| DATA FOR THE TASK |
— Begin —

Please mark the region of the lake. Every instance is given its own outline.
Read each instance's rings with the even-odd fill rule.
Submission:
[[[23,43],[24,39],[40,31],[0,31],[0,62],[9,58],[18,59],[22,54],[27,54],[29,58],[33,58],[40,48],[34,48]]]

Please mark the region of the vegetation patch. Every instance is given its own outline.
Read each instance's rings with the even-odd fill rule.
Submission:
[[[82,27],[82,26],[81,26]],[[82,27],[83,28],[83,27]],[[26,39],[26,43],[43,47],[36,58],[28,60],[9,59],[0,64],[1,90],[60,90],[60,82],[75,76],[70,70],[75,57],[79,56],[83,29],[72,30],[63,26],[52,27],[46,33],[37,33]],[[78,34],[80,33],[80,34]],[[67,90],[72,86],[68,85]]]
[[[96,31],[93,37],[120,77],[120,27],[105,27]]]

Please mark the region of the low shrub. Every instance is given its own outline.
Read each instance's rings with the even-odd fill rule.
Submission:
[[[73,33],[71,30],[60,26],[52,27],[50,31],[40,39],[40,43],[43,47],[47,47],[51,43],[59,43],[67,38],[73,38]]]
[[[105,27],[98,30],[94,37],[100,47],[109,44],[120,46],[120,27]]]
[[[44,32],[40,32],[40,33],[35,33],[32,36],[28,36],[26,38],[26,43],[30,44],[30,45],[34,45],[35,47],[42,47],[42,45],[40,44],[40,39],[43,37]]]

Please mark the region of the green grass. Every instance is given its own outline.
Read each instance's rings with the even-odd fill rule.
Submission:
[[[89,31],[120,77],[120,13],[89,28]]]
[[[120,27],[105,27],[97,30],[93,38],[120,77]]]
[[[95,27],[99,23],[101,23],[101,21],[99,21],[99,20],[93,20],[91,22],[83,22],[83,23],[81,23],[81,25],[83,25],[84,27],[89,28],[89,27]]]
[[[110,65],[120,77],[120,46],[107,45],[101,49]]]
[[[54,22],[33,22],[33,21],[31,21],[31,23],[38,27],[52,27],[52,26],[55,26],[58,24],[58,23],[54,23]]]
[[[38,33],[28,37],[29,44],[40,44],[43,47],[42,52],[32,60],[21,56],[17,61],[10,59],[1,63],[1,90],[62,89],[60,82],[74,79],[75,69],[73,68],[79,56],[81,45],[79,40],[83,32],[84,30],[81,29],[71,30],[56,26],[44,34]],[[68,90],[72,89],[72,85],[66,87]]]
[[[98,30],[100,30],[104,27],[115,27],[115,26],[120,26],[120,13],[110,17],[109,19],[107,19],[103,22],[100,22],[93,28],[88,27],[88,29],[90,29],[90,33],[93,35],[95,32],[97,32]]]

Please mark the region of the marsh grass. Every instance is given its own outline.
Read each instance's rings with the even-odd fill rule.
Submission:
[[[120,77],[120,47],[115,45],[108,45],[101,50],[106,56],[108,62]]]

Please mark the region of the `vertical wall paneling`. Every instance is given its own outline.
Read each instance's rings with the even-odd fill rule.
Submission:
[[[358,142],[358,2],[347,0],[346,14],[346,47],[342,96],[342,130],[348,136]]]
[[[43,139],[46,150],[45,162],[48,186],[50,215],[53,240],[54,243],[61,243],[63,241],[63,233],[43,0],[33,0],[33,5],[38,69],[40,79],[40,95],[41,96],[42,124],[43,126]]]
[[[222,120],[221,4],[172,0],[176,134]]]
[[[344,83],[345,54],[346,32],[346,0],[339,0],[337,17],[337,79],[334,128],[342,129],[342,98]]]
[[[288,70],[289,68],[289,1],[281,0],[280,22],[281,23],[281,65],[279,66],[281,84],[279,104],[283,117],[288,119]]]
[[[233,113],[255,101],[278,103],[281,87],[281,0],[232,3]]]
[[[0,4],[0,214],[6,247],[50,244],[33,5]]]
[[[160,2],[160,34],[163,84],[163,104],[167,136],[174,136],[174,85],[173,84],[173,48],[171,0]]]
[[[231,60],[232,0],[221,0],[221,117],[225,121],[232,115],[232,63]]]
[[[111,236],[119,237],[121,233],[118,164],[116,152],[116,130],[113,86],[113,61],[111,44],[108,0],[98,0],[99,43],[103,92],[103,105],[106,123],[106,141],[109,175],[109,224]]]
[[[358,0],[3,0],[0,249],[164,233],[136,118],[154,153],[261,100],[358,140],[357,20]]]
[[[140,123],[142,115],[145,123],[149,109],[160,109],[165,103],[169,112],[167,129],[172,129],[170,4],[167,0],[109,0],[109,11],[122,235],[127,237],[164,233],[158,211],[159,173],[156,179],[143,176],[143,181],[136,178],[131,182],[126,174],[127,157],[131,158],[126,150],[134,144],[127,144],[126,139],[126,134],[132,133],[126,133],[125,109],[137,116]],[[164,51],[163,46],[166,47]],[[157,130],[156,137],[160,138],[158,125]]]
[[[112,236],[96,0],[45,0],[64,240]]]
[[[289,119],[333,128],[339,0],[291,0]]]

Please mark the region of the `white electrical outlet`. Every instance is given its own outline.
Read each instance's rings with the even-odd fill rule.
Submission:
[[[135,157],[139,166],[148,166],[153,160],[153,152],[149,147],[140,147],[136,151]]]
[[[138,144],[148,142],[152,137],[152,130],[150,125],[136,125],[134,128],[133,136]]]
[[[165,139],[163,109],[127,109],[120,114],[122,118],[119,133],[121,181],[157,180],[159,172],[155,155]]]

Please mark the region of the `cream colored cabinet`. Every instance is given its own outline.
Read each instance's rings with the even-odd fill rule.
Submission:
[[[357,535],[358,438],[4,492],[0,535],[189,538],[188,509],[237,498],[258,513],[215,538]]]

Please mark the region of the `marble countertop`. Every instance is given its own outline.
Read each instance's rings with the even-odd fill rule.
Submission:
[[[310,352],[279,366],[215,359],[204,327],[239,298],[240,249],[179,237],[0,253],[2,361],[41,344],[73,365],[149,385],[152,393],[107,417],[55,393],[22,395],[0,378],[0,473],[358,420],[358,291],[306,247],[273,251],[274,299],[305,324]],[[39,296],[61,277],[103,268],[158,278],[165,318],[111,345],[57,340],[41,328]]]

— End —

| INSTRUCTIONS TO FOLLOW |
Return every line above word for word, keeping the original order.

| WRITTEN RESPONSE |
Please mark the region of the lake. Every instance is given its own outline.
Read each instance's rings with the even-odd fill rule.
Submission:
[[[23,43],[24,39],[40,31],[0,31],[0,62],[9,58],[18,59],[22,54],[27,54],[29,58],[33,58],[40,48],[34,48]]]

Please mark the region of the vegetation patch. Every instance is given its own outline.
Read each instance's rings with the even-odd fill rule.
Submission:
[[[82,27],[82,26],[81,26]],[[82,27],[83,28],[83,27]],[[26,39],[26,43],[43,47],[36,58],[28,60],[9,59],[0,64],[1,90],[60,90],[60,82],[75,76],[70,70],[75,57],[79,56],[83,29],[72,30],[63,26],[52,27],[46,33],[37,33]],[[78,34],[80,33],[80,34]],[[67,90],[72,86],[68,85]]]
[[[96,31],[93,37],[120,77],[120,27],[105,27]]]

Please mark the region of the low shrub. Every instance is given its own outline.
Read each instance's rings with the even-odd fill rule.
Submission:
[[[73,33],[71,30],[60,26],[52,27],[50,31],[40,39],[40,43],[43,47],[47,47],[51,43],[59,43],[67,38],[73,38]]]
[[[105,27],[98,30],[94,37],[100,47],[109,44],[120,46],[120,27]]]
[[[44,32],[40,32],[40,33],[35,33],[32,36],[28,36],[26,38],[26,43],[30,44],[30,45],[34,45],[35,47],[42,47],[42,45],[40,44],[40,39],[43,37]]]

Please mark the region of the green grass. Every instance is given its own outline.
Read each instance's rings with the even-odd fill rule.
Submission:
[[[89,31],[120,77],[120,13],[89,28]]]
[[[120,27],[105,27],[97,30],[93,38],[120,77]]]
[[[95,27],[99,23],[101,23],[101,21],[99,21],[99,20],[93,20],[91,22],[83,22],[83,23],[81,23],[81,25],[83,25],[84,27],[89,28],[89,27]]]
[[[110,65],[120,77],[120,46],[107,45],[101,49]]]
[[[54,22],[33,22],[33,21],[31,21],[31,23],[38,27],[52,27],[52,26],[55,26],[58,24],[58,23],[54,23]]]
[[[38,33],[28,37],[29,44],[40,44],[43,47],[42,52],[32,60],[21,56],[17,61],[10,59],[1,63],[1,90],[62,89],[60,82],[74,79],[75,69],[73,68],[79,56],[81,45],[79,40],[83,32],[84,30],[81,29],[71,30],[56,26],[44,34]],[[68,90],[72,89],[72,85],[66,87]]]
[[[98,30],[100,30],[104,27],[115,27],[115,26],[120,26],[120,13],[110,17],[109,19],[107,19],[103,22],[100,22],[93,28],[88,27],[88,29],[90,29],[90,33],[93,35],[95,32],[97,32]]]

Please mark the region of the marsh grass. Every instance is given its own outline.
Read each instance's rings with the even-odd fill rule.
Submission:
[[[120,77],[120,47],[115,45],[108,45],[101,50],[106,56],[108,62]]]

Please mark the region of the `vertical wall paneling`. Every instance is given its own outline.
Read each instance's rings with the even-odd fill rule.
Submission:
[[[358,142],[358,2],[347,0],[346,14],[346,47],[342,96],[342,130],[348,136]]]
[[[43,139],[46,150],[45,162],[48,186],[50,215],[53,240],[54,243],[61,243],[63,241],[63,233],[43,0],[33,0],[33,5],[38,69],[40,79],[40,95],[41,96],[42,124],[43,126]]]
[[[222,120],[221,4],[172,0],[176,134]]]
[[[344,83],[345,54],[346,32],[346,0],[339,0],[337,17],[337,79],[334,128],[342,129],[342,98]]]
[[[288,70],[289,68],[289,1],[281,0],[280,22],[281,23],[281,65],[279,66],[281,84],[279,104],[283,117],[288,119]]]
[[[233,113],[255,101],[278,103],[281,87],[281,0],[232,3]]]
[[[0,4],[0,214],[6,247],[50,244],[33,5]]]
[[[160,2],[160,34],[163,84],[163,104],[167,136],[174,136],[174,85],[173,84],[173,48],[171,0]]]
[[[231,60],[232,0],[221,0],[221,117],[225,121],[232,115],[232,63]]]
[[[111,236],[119,237],[121,233],[118,164],[116,152],[116,130],[113,86],[113,61],[111,44],[108,0],[98,0],[99,43],[103,92],[103,105],[106,123],[106,141],[109,175],[109,224]]]
[[[358,0],[3,0],[0,249],[164,233],[136,118],[154,153],[261,100],[358,140],[357,20]]]
[[[140,123],[142,115],[145,123],[149,109],[160,109],[165,103],[169,112],[167,129],[172,129],[170,4],[167,0],[109,0],[109,11],[122,235],[127,237],[164,233],[158,211],[159,173],[156,179],[143,176],[143,181],[136,178],[131,182],[126,174],[127,157],[131,158],[126,150],[134,144],[127,144],[126,139],[126,134],[132,133],[126,133],[125,109],[137,116]],[[164,51],[163,46],[166,47]],[[157,130],[156,137],[160,138],[158,125]]]
[[[112,236],[96,0],[45,0],[64,240]]]
[[[289,119],[333,128],[339,0],[291,0]]]

Please mark the region of the `white electrical outlet`. Every instance is given its own outline.
Read each instance's rings with the even-odd fill rule.
Submission:
[[[135,157],[139,166],[148,166],[153,160],[153,152],[149,147],[140,147],[136,151]]]
[[[138,144],[148,142],[152,137],[152,130],[150,125],[136,125],[134,128],[133,136]]]
[[[165,139],[163,109],[127,109],[120,114],[122,118],[119,133],[121,181],[157,180],[159,172],[155,155]]]

Please mark the region of the `cream colored cabinet`. Every instance is given its own outline.
Read each instance's rings with the even-odd fill rule.
Submission:
[[[357,535],[358,438],[4,492],[0,535],[189,538],[188,509],[237,498],[258,513],[215,538]]]

Please mark the region of the `marble countertop`. Every instance is given its own outline.
Read each instance's rings with the even-odd fill rule.
Submission:
[[[310,352],[279,366],[215,359],[204,327],[239,298],[240,249],[179,237],[0,253],[2,361],[41,344],[73,365],[149,385],[152,393],[107,417],[55,393],[22,395],[0,378],[0,473],[358,420],[358,291],[306,247],[273,251],[274,299],[305,324]],[[39,296],[61,277],[103,268],[158,278],[165,318],[111,345],[57,340],[41,328]]]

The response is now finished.